▶ _OBJECTIVE_: Can you reproduce every one of the rows below verbatim, without changing anything?

BEGIN GIVEN DATA

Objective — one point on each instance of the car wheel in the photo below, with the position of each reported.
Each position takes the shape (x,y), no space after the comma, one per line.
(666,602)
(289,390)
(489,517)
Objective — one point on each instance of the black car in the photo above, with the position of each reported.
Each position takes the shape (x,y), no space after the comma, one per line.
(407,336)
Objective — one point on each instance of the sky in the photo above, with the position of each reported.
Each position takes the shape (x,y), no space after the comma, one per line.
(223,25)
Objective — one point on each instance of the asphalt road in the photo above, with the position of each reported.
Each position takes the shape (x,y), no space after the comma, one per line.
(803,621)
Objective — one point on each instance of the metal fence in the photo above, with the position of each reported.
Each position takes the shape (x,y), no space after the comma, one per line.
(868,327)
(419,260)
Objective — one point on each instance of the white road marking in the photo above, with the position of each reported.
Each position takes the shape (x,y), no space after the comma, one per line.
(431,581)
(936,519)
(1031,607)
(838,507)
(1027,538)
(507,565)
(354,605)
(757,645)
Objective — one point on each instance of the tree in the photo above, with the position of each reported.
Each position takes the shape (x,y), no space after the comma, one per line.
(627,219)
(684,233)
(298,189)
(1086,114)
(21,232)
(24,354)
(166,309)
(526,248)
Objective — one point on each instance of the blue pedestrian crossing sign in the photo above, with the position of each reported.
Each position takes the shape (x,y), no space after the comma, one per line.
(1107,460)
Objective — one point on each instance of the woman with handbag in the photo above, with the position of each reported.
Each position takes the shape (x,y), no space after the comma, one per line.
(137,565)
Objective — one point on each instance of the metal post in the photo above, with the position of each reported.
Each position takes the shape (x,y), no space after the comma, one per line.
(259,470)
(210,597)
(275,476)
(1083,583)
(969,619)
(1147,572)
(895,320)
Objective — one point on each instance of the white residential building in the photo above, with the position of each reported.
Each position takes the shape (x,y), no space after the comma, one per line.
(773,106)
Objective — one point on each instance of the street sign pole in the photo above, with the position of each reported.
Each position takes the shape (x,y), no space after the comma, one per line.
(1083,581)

END GIVEN DATA

▶ _SOLUTION FOR THIS PROBLEM_:
Objective — one point on each instance of the car wheel in the photo below, with the position of each reported.
Each position takes the shape (x,y), no space after the comma, one per line.
(666,602)
(289,390)
(489,517)
Objective — one point on each instance of the black car in the photo above, with the position of each reported.
Each position takes the shape (x,y), no space after the comma, one per line.
(407,336)
Objective — one point on each instance of the sky in the photo above, with the position of each reported.
Each position takes the shape (x,y), no space after the comma, one per line.
(223,25)
Objective — one point on each instance of the asphalt road in the photo above, with the position of each reported.
Each position takes the shape (x,y), no space after the comma, one per line.
(803,621)
Objective — one point on each instance of the metal fence in the photo above, with the position of each reported.
Each position takes the shape (x,y), no space after the comma, one per line.
(868,327)
(419,260)
Objective — one point on each instance of the white road marking in the photo above, with the position of each reported.
Each position takes the shape (x,y), no space after the comma, one per line.
(431,581)
(936,519)
(1031,607)
(838,507)
(1027,538)
(507,565)
(354,605)
(757,645)
Objective — one point on each instance of the tree in the photo above, with the position of each reported.
Each position takes the shape (x,y), no space after the comma, one per line.
(627,219)
(684,233)
(298,189)
(1086,114)
(21,232)
(24,354)
(166,309)
(526,248)
Objective — one point on each instance of the blue pedestrian crossing sign in the photo above, with the position of each reported.
Each position takes the shape (x,y), no space after the comma, one per line.
(1107,460)
Objective — one point on each instance of the woman with handbag in the photo above, with the position of each reported.
Each position takes the shape (x,y), no space after the comma, one per line.
(137,565)
Objective — one point on each instance of the metal post in the photo above, with the position of each reported.
Each position takes the shape (x,y), no space after the comma, one per line.
(259,470)
(210,597)
(275,476)
(1083,583)
(969,619)
(1147,572)
(895,320)
Objective — one point on each instance of the white residential building in the photo above, with the position of each reported.
Each position takes the shape (x,y), no space after the comma, one per line.
(773,106)
Objective — one point on each instance of the street sign pole in the photo above, with the position of each reported.
Each position takes the shape (x,y), no space after the comma, one per line.
(1083,581)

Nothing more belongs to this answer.